• _Problem to work on_: Write out the records word for word, with no pictures.

Items from a data source
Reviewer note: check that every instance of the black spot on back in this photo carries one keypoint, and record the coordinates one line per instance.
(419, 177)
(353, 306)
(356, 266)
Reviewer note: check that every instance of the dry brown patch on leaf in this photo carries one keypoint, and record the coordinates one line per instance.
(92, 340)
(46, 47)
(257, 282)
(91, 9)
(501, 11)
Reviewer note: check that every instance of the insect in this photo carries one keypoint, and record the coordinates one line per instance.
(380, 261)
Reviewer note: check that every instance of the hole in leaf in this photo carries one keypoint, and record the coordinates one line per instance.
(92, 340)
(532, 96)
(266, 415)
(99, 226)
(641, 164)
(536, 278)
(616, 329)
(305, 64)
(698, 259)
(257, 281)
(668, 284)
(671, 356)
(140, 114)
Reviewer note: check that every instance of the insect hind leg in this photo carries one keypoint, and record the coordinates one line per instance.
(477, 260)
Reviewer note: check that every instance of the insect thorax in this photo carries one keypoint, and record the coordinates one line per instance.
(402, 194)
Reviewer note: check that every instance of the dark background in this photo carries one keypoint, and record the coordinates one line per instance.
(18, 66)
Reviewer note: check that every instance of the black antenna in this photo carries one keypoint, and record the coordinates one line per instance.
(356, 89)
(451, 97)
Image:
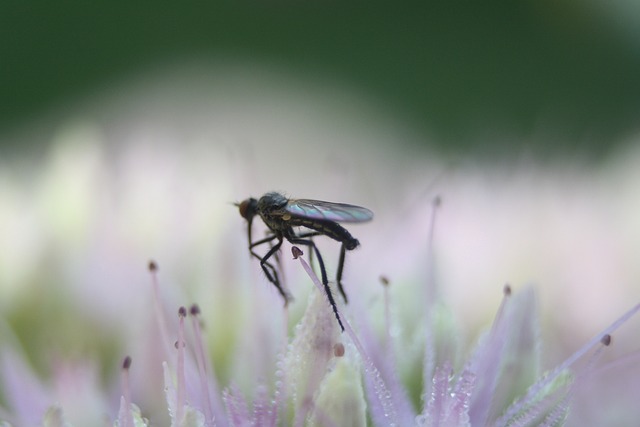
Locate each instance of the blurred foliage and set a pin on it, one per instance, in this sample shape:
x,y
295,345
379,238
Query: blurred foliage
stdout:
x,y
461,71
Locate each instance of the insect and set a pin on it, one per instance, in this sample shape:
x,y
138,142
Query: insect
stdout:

• _Task output_:
Reviewer note: check that every instance of the black spot on back in this photo carries one keypoint, and record the coordinates one line per instance.
(419, 177)
(353, 306)
(356, 266)
Reviewer note: check that every instance of the dry brown patch on leaf in this photo carries one keypoint, and record the coordinates one line per instance.
(92, 340)
(46, 47)
(257, 282)
(91, 9)
(501, 11)
Reviewer note: check that every instance of the insect in this photo carries one keypoint, and record the coordinates one line per instance.
(380, 261)
Reviewer note: check that every instance of the hole in leaf in this photo carries one keypoint, and record the coordinates one line per instance.
(92, 340)
(532, 96)
(266, 415)
(99, 226)
(641, 164)
(536, 278)
(616, 329)
(305, 64)
(698, 259)
(257, 281)
(668, 284)
(671, 356)
(140, 114)
Reviewer note: check that every instance of the insect hind leg in this photo carries one keypoint, and record the coordinates one line per instance.
(477, 260)
Reviewer note: check that every instance of the insect thorax in this photo carries one keypoint, and record the coordinates one line per instance.
(402, 194)
Reviewer note: check that every instance of the dark background in this photo carries one keypoint, and record the coordinates one line per instance.
(18, 66)
Reviewer note: check that every instance of the black antenna in this photo carries one keypoint, and record the coordinates one line per instance.
(356, 89)
(451, 97)
Image:
Locate each instance of the blurred foliage and set a pin on it, one per instance, in this sample shape:
x,y
295,345
379,238
Query: blurred foliage
stdout:
x,y
461,71
Locate each instance of the insect and set a pin on it, one per instance, in this sample shape:
x,y
138,142
Query: insect
stdout:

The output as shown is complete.